# Aim 1:
Edit the records below by changing "blue face mask" to "surgical face mask", keeping every other line untouched.

Song by John Tavener
- Written: 1993
- Published: 1997
- Genre: Classical music
- Length: 7 minutes
- Label: Chester Music
- Composer: John Tavener

= Song for Athene =

1993 composition by John Tavener

"Song for Athene" (also known as "Alleluia. May Flights of Angels Sing Thee to Thy Rest") is a musical composition by British composer John Tavener with lyrics by Mother Thekla, an Orthodox nun, which is intended to be sung a cappella by a four-part (soprano, alto, tenor and bass) choir. It is Tavener's best known work, having been performed by the Westminster Abbey Choir conducted by Martin Neary at the funeral service of Diana, Princess of Wales, on 6 September 1997 as her cortège departed from Westminster Abbey.

Commissioned by the BBC, the piece was written in April 1993 by Tavener as a tribute to Athene Hariades, a young half-Greek actress who was a family friend killed in a cycling accident. At the time that she died, Athene Hariades was working as a teacher of English and Drama at the Hellenic College of London. Tavener said of Hariades: "Her beauty, both outward and inner, was reflected in her love of acting, poetry, music and of the Orthodox Church." He had heard her reading Shakespeare in Westminster Abbey, and after her funeral, developed the idea of composing a song which combined words from the Orthodox funeral service and Shakespeare's Hamlet. The work was published by Chester Music in 1997.

==Music and lyrics==
"Song for Athene", which has a performance time of about seven minutes, is an elegy consisting of the Hebrew word alleluia ("let us praise the Lord") sung monophonically six times as an introduction to texts excerpted and modified from the funeral service of the Eastern Orthodox Church and from Shakespeare's Hamlet (probably 1599–1601). The lyrics were written by Mother Thekla (18 July 1918 – 7 August 2011), an Orthodox nun who co-founded the Orthodox Monastery of the Assumption near Whitby, North Yorkshire, and whom Tavener called his "spiritual mother". Tavener had come away from the funeral of Athene Hariades with the music of Song for Athene fully formed in his mind. He called Mother Thekla the same day, and said to her: "I want words." She sent him the lyrics by post, which arrived the next day.

The music reaches a climax after the sixth intonation of alleluia with the lines "Weeping at the grave creates the song: Alleluia. Come, enjoy rewards and crowns I have prepared for you." Alleluia is then sung a seventh time as a coda. Following the example of traditional Byzantine music, a continuous ison or drone underlies the work.

# Data provided:

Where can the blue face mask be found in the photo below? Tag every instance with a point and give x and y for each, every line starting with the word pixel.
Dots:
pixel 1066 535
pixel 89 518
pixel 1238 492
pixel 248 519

# Aim 2:
From the article on Song for Athene, output everything from "Song by John" down to "from Westminster Abbey.", copied word for word.

# Task solution 1:
Where can the surgical face mask be found in the photo below? Tag every instance with a point and give x and y for each, every line starting with the word pixel.
Dots:
pixel 1066 535
pixel 89 518
pixel 1238 492
pixel 248 519

# Task solution 2:
Song by John Tavener
- Written: 1993
- Published: 1997
- Genre: Classical music
- Length: 7 minutes
- Label: Chester Music
- Composer: John Tavener

= Song for Athene =

1993 composition by John Tavener

"Song for Athene" (also known as "Alleluia. May Flights of Angels Sing Thee to Thy Rest") is a musical composition by British composer John Tavener with lyrics by Mother Thekla, an Orthodox nun, which is intended to be sung a cappella by a four-part (soprano, alto, tenor and bass) choir. It is Tavener's best known work, having been performed by the Westminster Abbey Choir conducted by Martin Neary at the funeral service of Diana, Princess of Wales, on 6 September 1997 as her cortège departed from Westminster Abbey.